EXERCISE BRIEF:
Reproduce every line of the data below without any change, but leave out the pictures.

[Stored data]
=====

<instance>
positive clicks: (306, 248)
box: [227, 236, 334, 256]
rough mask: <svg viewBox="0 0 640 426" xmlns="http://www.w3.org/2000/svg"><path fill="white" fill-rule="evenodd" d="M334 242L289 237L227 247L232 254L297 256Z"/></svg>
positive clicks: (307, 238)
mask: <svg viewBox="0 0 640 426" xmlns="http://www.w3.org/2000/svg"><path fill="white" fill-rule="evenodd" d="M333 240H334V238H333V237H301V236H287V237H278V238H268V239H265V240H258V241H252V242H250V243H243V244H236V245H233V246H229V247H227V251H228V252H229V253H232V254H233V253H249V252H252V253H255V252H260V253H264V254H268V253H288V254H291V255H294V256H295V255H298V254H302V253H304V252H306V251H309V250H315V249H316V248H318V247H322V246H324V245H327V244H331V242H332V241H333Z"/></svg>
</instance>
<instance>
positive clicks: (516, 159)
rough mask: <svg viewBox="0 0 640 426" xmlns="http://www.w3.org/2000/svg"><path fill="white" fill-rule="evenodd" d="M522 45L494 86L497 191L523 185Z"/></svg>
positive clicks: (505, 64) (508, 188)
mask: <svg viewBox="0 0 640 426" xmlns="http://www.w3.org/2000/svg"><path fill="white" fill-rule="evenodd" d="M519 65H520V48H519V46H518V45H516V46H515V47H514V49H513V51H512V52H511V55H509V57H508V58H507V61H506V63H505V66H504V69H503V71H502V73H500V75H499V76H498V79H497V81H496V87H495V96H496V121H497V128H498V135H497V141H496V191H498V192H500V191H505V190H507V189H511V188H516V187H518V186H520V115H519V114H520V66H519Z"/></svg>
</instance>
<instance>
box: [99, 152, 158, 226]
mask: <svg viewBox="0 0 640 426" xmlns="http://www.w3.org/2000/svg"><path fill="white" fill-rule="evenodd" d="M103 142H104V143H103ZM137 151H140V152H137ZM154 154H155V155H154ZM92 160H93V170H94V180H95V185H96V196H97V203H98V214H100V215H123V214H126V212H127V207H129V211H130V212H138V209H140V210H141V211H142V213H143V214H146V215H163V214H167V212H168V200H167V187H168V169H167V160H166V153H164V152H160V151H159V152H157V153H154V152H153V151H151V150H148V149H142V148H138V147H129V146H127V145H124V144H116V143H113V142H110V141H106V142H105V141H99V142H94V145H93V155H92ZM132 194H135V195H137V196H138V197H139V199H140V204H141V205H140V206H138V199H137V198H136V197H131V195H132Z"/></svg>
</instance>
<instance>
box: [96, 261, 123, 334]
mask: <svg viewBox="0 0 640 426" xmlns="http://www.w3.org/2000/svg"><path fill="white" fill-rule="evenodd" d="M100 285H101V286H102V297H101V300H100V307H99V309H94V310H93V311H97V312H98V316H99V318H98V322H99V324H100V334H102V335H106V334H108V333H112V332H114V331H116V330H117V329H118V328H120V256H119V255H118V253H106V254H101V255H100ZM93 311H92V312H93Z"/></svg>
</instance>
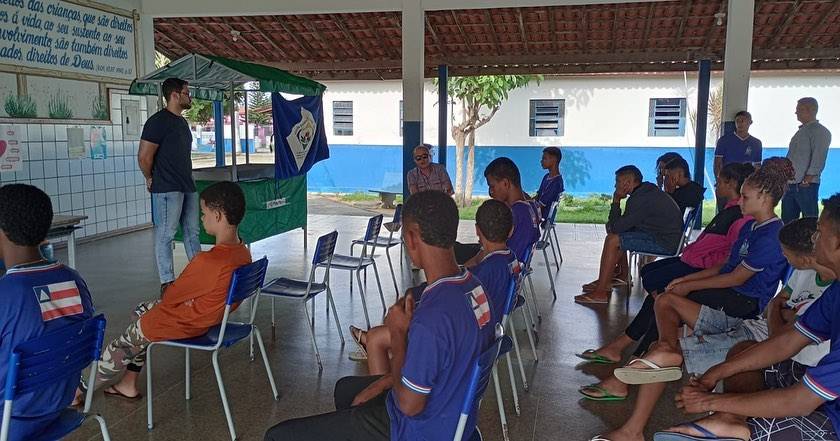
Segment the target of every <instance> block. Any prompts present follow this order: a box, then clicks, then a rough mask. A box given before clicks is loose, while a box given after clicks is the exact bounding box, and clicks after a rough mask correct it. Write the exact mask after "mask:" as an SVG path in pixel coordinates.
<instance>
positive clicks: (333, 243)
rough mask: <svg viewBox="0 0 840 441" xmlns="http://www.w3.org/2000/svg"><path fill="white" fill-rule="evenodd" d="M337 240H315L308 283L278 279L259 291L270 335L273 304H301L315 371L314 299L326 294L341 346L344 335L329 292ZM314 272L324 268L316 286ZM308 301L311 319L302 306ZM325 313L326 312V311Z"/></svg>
mask: <svg viewBox="0 0 840 441" xmlns="http://www.w3.org/2000/svg"><path fill="white" fill-rule="evenodd" d="M337 240H338V232H337V231H333V232H332V233H329V234H325V235H323V236H321V237H319V238H318V245H317V246H316V247H315V255H314V256H312V269H311V270H310V271H309V279H308V280H297V279H288V278H285V277H281V278H279V279H274V280H272V281H271V282H269V283H268V284H266V285H265V286H263V288H262V290H261V291H260V295H261V296H269V297H271V333H272V336H273V335H274V329H275V324H274V323H275V322H274V300H275V299H286V300H293V301H297V302H301V303H302V304H303V314H304V315H305V316H306V323H307V327H308V328H309V336H310V337H311V338H312V347H313V348H315V360H316V361H317V362H318V369H319V370H323V369H324V367H323V365H322V364H321V353H320V352H319V351H318V343H317V342H316V341H315V296H316V295H318V294H320V293H322V292H326V293H327V302H328V304H329V305H331V306H332V311H333V317H334V318H335V326H336V327H337V328H338V335H339V337H341V344H342V345H343V344H344V334H343V333H342V331H341V323H340V322H339V320H338V313H337V312H336V309H335V301H334V300H333V296H332V291H331V290H330V266H331V262H332V257H333V254H334V253H335V243H336V241H337ZM318 268H324V278H323V279H322V280H321V282H320V283H318V282H316V281H315V271H316V270H317V269H318ZM310 300H311V301H312V316H311V317H310V316H309V311H308V310H307V309H306V303H307V302H309V301H310ZM327 309H328V310H329V308H327Z"/></svg>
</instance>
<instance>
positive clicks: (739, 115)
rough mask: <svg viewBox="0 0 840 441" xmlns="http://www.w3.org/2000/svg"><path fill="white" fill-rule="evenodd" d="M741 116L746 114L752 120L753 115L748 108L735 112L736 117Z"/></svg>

=====

FINAL ANSWER:
<instance>
positive clicks: (306, 248)
box: [227, 236, 334, 256]
rough mask: <svg viewBox="0 0 640 426" xmlns="http://www.w3.org/2000/svg"><path fill="white" fill-rule="evenodd" d="M334 242L289 237L227 247L232 254L297 256Z"/></svg>
positive clicks: (307, 238)
mask: <svg viewBox="0 0 640 426" xmlns="http://www.w3.org/2000/svg"><path fill="white" fill-rule="evenodd" d="M333 240H334V238H333V237H301V236H287V237H278V238H268V239H265V240H258V241H252V242H250V243H243V244H236V245H233V246H229V247H227V251H228V252H229V253H232V254H233V253H249V252H252V253H255V252H260V253H264V254H268V253H288V254H291V255H294V256H295V255H298V254H302V253H304V252H306V251H309V250H315V249H316V248H318V247H322V246H324V245H327V244H331V242H332V241H333Z"/></svg>
</instance>
<instance>
positive clicks: (516, 159)
rough mask: <svg viewBox="0 0 640 426" xmlns="http://www.w3.org/2000/svg"><path fill="white" fill-rule="evenodd" d="M522 45L494 86L497 191L523 185Z"/></svg>
positive clicks: (505, 64) (508, 188)
mask: <svg viewBox="0 0 640 426" xmlns="http://www.w3.org/2000/svg"><path fill="white" fill-rule="evenodd" d="M519 65H520V48H519V46H518V45H516V46H515V47H514V49H513V51H512V52H511V55H509V57H508V58H507V61H506V63H505V66H504V69H503V71H502V73H500V75H499V76H498V79H497V81H496V87H495V96H496V121H497V128H498V135H497V141H496V191H498V192H500V191H505V190H507V189H511V188H516V187H518V186H520V115H519V114H520V66H519Z"/></svg>
</instance>
<instance>
box: [99, 152, 158, 226]
mask: <svg viewBox="0 0 640 426" xmlns="http://www.w3.org/2000/svg"><path fill="white" fill-rule="evenodd" d="M103 142H104V143H103ZM137 151H140V152H137ZM154 154H155V155H154ZM92 160H93V170H94V180H95V185H96V196H97V203H98V214H100V215H123V214H126V212H127V207H129V211H130V212H138V209H140V210H141V211H142V213H143V214H146V215H163V214H167V212H168V200H167V187H168V169H167V160H166V153H164V152H160V151H159V152H157V153H154V152H153V151H151V150H148V149H142V148H138V147H129V146H127V145H124V144H116V143H113V142H110V141H106V142H105V141H99V142H94V145H93V155H92ZM132 194H135V195H137V196H138V197H139V199H140V204H141V205H140V206H138V199H137V198H136V197H131V195H132Z"/></svg>
</instance>
<instance>
box: [96, 261, 123, 334]
mask: <svg viewBox="0 0 640 426" xmlns="http://www.w3.org/2000/svg"><path fill="white" fill-rule="evenodd" d="M100 285H101V286H102V297H101V300H100V307H99V309H94V310H93V311H97V312H98V316H99V318H98V322H99V324H100V334H102V335H106V334H108V333H112V332H114V331H116V330H117V329H118V328H120V256H119V255H118V253H106V254H101V255H100ZM93 311H92V312H93Z"/></svg>
</instance>
Segment the target of every <instance> block. Any prompts present follow this order: a box, then clicks, then a rough mask. A box given before clicks is loose, while a box given after clicks is the exact bounding box, and clicks after a rough mask correct it. Write the exact mask after "mask:" as an SVG path in pixel coordinates.
<instance>
positive clicks: (333, 243)
rough mask: <svg viewBox="0 0 840 441" xmlns="http://www.w3.org/2000/svg"><path fill="white" fill-rule="evenodd" d="M337 240H315L308 283L278 279L259 291L270 335L273 304H301L315 371L314 299L326 294L341 346L344 335L329 292ZM314 272L324 268L316 286ZM308 301L311 319L302 306ZM325 313L326 312V311Z"/></svg>
mask: <svg viewBox="0 0 840 441" xmlns="http://www.w3.org/2000/svg"><path fill="white" fill-rule="evenodd" d="M337 240H338V232H337V231H333V232H332V233H329V234H325V235H323V236H321V237H319V238H318V245H317V246H316V247H315V255H314V256H312V269H311V270H310V271H309V279H308V280H297V279H288V278H285V277H281V278H279V279H274V280H272V281H271V282H269V283H268V284H266V285H265V286H263V288H262V290H261V291H260V295H261V296H269V297H271V333H272V336H273V335H274V329H275V324H274V323H275V322H274V300H275V299H286V300H293V301H297V302H301V303H302V304H303V314H304V315H305V316H306V323H307V327H308V328H309V336H310V337H311V338H312V347H313V348H315V360H316V361H317V362H318V369H319V370H323V369H324V367H323V365H322V364H321V353H320V352H319V351H318V343H317V342H316V341H315V296H316V295H318V294H320V293H322V292H326V293H327V302H328V304H329V305H331V306H332V311H333V317H334V318H335V326H336V327H337V328H338V335H339V337H341V344H342V345H343V344H344V334H343V333H342V331H341V323H340V322H339V320H338V313H337V312H336V309H335V301H334V300H333V296H332V291H331V290H330V266H331V262H332V257H333V254H334V253H335V243H336V241H337ZM318 268H324V278H323V279H322V280H321V282H320V283H318V282H316V281H315V271H316V270H317V269H318ZM310 300H311V301H312V316H311V317H310V316H309V311H308V310H307V309H306V303H307V302H309V301H310ZM327 309H328V310H329V308H327Z"/></svg>
</instance>
<instance>
positive clicks: (739, 115)
rough mask: <svg viewBox="0 0 840 441" xmlns="http://www.w3.org/2000/svg"><path fill="white" fill-rule="evenodd" d="M741 116L746 114L752 120L753 115L748 108L735 112L736 117Z"/></svg>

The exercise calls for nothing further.